=== EXCERPT ===
Distributed Tracing – A Path to be Traced Lightly

Data Dungeons

Much of what is posted in the Observability space these days makes a claim, without much in the way of independent cost-benefit analysis, that to monitor highly interconnected systems effectively, one needs to trace and correlate every request across every hop (span) in the network. Deep and extensive data collection is actively encouraged, which one could argue is more a reflection of a lack of an appropriate model of perception than the utility of the data or the ability of a solution to transform such collections into information and, in turn, insight.

Redundant Reductionism

Just because it [distributed tracing] can be done, with great expense, and visually represented, does not mean it should be considered as something to be employed routinely. Science and technology have made it possible to observe the motion of atoms, but yet humans don’t go around actively watching such movements in their navigation of physical spaces. Our perception, attention, and cognition have scaled evolutionary to an effective model for us in most situations. Distributed tracing paths and the data items attached are the atoms of Observability. The primary purpose is to monitor and manage service levels instead of debugging code or drilling through data tags, items, values, records, and sets.
=== GIVEN ENTRIES ===
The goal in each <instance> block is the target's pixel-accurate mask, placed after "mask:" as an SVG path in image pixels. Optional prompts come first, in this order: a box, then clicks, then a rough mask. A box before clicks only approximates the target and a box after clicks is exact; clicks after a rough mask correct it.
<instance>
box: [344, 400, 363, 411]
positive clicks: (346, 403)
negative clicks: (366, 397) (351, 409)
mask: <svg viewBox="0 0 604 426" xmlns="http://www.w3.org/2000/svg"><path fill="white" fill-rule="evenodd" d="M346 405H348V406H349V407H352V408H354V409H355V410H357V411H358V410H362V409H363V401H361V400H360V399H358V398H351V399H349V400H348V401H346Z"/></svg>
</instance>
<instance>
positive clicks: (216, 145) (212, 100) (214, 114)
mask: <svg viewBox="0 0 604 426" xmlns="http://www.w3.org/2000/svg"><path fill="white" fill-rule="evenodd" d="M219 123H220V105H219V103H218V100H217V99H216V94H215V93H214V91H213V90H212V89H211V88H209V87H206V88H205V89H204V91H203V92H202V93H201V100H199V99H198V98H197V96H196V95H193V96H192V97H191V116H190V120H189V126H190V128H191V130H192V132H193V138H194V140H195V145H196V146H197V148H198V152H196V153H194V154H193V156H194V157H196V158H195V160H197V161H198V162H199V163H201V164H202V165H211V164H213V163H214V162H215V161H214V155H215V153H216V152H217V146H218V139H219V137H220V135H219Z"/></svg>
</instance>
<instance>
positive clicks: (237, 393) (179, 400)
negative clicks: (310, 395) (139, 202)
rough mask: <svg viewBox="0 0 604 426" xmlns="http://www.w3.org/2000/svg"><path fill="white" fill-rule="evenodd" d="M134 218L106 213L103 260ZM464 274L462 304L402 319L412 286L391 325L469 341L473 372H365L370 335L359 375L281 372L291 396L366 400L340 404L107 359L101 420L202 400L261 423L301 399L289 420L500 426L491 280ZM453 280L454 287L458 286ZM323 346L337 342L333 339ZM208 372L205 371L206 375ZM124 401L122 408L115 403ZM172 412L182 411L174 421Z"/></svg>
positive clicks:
===
• INSTRUCTIONS TO FOLLOW:
Retype a portion of the passage about distributed tracing, starting with "Much of what" and going on through "in turn, insight.". Draw only on the passage about distributed tracing, not on the items.

• TASK RESULT:
Much of what is posted in the Observability space these days makes a claim, without much in the way of independent cost-benefit analysis, that to monitor highly interconnected systems effectively, one needs to trace and correlate every request across every hop (span) in the network. Deep and extensive data collection is actively encouraged, which one could argue is more a reflection of a lack of an appropriate model of perception than the utility of the data or the ability of a solution to transform such collections into information and, in turn, insight.